Stored data entries:
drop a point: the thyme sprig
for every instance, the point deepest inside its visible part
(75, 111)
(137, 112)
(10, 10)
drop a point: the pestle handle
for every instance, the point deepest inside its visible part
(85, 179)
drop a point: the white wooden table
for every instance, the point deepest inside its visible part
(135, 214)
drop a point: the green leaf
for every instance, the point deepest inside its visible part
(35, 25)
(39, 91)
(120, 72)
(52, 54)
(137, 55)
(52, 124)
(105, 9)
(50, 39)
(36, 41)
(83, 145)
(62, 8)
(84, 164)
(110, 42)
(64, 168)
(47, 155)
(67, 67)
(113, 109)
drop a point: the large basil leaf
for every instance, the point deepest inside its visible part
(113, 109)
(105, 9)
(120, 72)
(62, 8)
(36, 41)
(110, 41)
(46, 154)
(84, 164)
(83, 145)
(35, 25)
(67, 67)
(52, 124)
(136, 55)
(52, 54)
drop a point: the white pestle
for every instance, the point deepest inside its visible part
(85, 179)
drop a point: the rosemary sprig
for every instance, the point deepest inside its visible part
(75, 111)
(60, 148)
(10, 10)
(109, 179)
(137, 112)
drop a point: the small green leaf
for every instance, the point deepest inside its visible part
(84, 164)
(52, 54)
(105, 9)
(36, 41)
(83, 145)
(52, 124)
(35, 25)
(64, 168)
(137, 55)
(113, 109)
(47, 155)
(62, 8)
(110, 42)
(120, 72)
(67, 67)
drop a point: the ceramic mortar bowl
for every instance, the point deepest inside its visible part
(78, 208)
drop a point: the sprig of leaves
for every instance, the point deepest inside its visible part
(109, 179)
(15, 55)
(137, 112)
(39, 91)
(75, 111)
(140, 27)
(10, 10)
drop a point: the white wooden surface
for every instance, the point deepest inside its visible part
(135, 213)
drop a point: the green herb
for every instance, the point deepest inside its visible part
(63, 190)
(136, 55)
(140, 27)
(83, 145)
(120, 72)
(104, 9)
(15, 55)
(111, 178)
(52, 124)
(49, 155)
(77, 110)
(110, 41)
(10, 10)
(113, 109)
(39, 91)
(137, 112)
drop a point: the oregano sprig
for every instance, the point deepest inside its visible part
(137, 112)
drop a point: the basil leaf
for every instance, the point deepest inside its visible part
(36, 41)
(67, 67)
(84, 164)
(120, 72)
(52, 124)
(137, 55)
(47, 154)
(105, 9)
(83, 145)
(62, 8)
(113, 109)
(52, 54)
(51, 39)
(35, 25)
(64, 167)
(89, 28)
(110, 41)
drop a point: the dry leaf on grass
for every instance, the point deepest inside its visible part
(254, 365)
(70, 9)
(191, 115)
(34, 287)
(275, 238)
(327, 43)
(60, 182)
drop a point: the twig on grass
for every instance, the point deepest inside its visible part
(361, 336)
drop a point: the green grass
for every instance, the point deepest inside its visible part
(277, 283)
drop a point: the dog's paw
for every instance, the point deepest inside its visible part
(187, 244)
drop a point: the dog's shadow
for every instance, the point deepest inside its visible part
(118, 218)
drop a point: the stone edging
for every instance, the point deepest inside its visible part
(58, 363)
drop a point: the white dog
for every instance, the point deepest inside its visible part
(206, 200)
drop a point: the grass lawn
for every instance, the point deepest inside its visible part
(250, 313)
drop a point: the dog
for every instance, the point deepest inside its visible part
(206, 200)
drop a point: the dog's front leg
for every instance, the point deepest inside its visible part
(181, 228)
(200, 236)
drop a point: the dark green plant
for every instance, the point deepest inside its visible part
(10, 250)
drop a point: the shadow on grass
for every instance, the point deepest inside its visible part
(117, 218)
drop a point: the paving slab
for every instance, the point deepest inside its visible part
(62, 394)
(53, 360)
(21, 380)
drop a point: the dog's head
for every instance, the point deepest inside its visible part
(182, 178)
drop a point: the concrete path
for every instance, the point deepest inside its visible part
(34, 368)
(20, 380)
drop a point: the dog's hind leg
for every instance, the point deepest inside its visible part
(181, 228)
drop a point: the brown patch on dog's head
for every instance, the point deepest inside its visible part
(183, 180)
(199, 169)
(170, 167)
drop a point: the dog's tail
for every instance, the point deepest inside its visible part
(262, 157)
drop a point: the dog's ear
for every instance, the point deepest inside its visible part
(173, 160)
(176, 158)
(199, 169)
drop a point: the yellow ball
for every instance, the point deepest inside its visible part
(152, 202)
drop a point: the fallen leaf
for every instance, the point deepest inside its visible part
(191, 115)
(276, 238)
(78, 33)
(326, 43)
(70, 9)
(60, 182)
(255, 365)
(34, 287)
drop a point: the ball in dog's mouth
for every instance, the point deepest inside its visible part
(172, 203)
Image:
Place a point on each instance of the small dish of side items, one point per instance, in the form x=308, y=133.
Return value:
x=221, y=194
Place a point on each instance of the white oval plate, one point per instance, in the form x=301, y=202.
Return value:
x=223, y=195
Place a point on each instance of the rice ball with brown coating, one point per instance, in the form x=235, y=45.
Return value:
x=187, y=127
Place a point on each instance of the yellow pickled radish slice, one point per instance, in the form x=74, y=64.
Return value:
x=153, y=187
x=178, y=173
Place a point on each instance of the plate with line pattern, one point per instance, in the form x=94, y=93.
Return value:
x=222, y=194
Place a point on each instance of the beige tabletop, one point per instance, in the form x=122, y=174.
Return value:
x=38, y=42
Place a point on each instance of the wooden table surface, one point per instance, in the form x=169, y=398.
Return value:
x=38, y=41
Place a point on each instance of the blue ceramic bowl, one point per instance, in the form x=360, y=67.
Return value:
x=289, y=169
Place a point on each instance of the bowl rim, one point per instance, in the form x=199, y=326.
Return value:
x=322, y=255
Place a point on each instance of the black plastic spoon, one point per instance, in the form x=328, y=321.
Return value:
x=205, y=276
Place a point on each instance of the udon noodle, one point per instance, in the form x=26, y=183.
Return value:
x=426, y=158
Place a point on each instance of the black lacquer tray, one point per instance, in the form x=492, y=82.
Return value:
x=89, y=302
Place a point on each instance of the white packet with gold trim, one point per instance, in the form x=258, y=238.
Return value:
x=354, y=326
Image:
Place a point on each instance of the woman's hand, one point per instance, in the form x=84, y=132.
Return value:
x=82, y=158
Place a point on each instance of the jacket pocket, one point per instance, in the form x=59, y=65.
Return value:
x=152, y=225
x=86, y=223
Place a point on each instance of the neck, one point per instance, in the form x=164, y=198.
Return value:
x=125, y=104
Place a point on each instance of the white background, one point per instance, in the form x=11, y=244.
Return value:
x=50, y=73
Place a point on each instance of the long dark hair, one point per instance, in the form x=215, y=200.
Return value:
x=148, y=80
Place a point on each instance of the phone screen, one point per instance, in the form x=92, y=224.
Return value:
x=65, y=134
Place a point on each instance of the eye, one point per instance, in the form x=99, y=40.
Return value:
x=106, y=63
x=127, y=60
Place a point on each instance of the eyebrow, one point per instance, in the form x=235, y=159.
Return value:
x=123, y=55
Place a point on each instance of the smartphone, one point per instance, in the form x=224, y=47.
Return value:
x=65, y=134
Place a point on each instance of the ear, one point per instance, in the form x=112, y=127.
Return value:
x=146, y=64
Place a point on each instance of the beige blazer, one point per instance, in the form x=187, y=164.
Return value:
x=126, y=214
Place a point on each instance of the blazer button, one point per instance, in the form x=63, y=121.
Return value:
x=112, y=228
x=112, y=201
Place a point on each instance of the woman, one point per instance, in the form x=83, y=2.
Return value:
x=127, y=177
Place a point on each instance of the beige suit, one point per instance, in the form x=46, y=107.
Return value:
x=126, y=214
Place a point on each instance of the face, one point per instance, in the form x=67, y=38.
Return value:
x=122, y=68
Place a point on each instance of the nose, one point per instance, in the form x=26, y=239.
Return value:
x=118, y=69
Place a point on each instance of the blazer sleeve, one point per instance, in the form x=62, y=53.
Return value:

Goal of the exercise:
Your answer should be all lines from the data that contain "woman".

Completed task:
Place a point on each instance of the woman's hand, one point per instance, in the form x=84, y=132.
Place a point on each instance of the woman, one point per instance, in the form x=83, y=2.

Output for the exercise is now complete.